# [TEXTE À EXAMINER]

+===+

Cet ouvrage avait initialement été une commande du Comité Central durant la guerre, mais la portée allait être bien plus importante qu’une simple analyse de fond. D’ailleurs, les éléments mis en avant par Eugen Varga ne faisaient que refléter de multiples conceptions apparues en URSS depuis la fin de la Seconde Guerre mondiale.

Tout un pan de la société soviétique considérait qu’en raison de l’alliance antifasciste passée, il était possible d’établir un rapport constructif avec les pays impérialistes, maintenant que la guerre était finie. La guerre impérialiste ne semblait plus être un horizon inévitable, les pays capitalistes cessaient d’avoir une identité réactionnaire en soi, contrairement à entre 1917 et 1945. Une césure se serait produite.

L’affirmation des années 1930 selon laquelle on était entré dans la période de la crise générale du capitalisme serait caduque. L’impérialisme aurait pris une forme nouvelle.

Cette conception était si répandue qu’il ne fut pas possible de la balayer d’un revers de la main. Apparue ouvertement avec la publication de l’ouvrage d’Eugen Varga, elle allait provoquer une bataille qui allait durer pendant plusieurs années en URSS, et cela de manière ouverte.

+===+

# [CONSIGNES]
A – Réécris le passage du texte qui commence par « Cette conception était » et se termine par « de manière ouverte. », en mettant « lutte » à la place de « bataille ».
B – Réponds à ces questions à partir du texte :
(i) Qui avait commandé l'ouvrage au départ ?
(ii) Entre quelles années les pays capitalistes avaient-ils une identité réactionnaire en soi ?
(iii) De quelles années datait l'affirmation sur la crise générale du capitalisme ?

# [JEU DE DONNÉES]

+===+

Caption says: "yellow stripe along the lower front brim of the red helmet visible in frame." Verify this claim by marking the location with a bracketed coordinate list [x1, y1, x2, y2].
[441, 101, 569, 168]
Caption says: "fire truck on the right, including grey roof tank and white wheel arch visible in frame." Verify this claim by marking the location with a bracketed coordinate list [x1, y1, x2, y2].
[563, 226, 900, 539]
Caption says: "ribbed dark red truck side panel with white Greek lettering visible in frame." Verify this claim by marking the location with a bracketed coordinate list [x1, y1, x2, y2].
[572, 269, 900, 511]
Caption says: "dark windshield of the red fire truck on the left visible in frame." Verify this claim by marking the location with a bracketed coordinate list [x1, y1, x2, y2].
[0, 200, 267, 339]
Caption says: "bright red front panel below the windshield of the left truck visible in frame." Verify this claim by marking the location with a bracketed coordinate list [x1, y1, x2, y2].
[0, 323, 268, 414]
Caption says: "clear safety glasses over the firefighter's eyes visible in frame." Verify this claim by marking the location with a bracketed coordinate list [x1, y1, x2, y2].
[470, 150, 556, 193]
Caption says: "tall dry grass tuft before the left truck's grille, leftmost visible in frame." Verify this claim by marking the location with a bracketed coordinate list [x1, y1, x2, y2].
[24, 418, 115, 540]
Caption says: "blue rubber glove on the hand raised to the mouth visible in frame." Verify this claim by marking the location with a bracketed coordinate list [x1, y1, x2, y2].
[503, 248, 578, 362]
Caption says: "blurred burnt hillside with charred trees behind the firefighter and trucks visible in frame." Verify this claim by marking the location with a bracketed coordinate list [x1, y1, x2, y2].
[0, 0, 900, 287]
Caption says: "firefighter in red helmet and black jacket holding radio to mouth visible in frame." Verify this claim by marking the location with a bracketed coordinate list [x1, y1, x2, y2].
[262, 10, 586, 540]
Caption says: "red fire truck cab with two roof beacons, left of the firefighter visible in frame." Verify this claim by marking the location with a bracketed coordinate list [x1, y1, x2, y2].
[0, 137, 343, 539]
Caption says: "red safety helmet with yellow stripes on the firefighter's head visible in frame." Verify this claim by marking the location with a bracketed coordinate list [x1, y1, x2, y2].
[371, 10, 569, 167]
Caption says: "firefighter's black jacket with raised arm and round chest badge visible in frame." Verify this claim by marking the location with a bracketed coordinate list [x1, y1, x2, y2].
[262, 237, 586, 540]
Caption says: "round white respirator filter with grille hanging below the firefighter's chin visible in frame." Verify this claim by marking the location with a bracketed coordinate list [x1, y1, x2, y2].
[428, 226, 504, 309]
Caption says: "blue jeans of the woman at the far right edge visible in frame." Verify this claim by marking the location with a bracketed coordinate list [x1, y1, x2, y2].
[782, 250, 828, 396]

+===+

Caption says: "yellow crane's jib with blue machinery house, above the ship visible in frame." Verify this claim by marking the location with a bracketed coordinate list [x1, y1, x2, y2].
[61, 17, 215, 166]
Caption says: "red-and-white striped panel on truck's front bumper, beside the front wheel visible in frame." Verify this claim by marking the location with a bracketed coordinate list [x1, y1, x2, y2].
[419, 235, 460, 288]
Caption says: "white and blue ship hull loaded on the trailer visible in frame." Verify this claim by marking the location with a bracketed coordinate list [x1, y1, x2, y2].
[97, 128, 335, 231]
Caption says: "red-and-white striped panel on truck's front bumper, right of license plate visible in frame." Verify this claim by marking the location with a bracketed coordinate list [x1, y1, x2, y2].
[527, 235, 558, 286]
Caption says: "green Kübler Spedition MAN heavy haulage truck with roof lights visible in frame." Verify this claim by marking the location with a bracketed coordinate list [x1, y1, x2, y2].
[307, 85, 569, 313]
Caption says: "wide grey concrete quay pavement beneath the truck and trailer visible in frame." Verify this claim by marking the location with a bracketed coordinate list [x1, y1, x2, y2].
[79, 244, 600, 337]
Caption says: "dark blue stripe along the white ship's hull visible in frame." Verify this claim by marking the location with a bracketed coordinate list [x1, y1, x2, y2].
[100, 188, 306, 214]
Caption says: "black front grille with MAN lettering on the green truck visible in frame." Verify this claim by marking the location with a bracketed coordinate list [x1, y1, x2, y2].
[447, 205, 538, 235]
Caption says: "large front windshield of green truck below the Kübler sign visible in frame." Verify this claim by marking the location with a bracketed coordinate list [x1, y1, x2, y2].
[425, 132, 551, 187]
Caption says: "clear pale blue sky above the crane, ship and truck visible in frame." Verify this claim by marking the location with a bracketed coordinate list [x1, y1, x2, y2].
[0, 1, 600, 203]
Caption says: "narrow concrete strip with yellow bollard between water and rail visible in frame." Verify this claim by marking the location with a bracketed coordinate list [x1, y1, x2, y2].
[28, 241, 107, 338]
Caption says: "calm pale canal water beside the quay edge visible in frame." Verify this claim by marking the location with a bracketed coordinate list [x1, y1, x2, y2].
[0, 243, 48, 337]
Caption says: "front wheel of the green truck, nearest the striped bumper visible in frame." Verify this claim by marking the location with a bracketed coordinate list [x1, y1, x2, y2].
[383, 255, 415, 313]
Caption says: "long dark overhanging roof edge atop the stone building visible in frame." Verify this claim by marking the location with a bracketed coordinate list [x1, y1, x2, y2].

+===+

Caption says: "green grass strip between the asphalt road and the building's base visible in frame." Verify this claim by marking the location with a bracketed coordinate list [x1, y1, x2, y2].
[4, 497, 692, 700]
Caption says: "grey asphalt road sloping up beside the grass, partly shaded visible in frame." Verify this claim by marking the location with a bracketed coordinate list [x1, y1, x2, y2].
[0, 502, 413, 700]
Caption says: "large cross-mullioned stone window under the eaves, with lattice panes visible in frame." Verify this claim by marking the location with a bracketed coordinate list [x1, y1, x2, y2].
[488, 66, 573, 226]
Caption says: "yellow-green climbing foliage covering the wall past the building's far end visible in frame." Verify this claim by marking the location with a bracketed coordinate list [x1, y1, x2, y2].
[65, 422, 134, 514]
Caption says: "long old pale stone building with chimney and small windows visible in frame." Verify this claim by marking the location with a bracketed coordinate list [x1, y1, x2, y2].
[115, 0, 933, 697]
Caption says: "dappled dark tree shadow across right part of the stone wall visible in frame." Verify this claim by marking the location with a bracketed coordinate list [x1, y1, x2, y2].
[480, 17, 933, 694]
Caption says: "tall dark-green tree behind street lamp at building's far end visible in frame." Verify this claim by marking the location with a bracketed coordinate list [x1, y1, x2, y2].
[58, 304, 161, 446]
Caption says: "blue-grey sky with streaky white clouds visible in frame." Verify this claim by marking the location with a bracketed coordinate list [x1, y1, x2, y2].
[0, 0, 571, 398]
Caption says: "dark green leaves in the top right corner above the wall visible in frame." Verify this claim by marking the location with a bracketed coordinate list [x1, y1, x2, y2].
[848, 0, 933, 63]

+===+

# [RÉSULTATS DES CONSIGNES]
A –
Cette conception était si répandue qu’il ne fut pas possible de la balayer d’un revers de la main. Apparue ouvertement avec la publication de l’ouvrage d’Eugen Varga, elle allait provoquer une lutte qui allait durer pendant plusieurs années en URSS, et cela de manière ouverte.

B –
(i) Le Comité central, pendant la guerre.
(ii) Entre 1917 et 1945.
(iii) Des années 1930.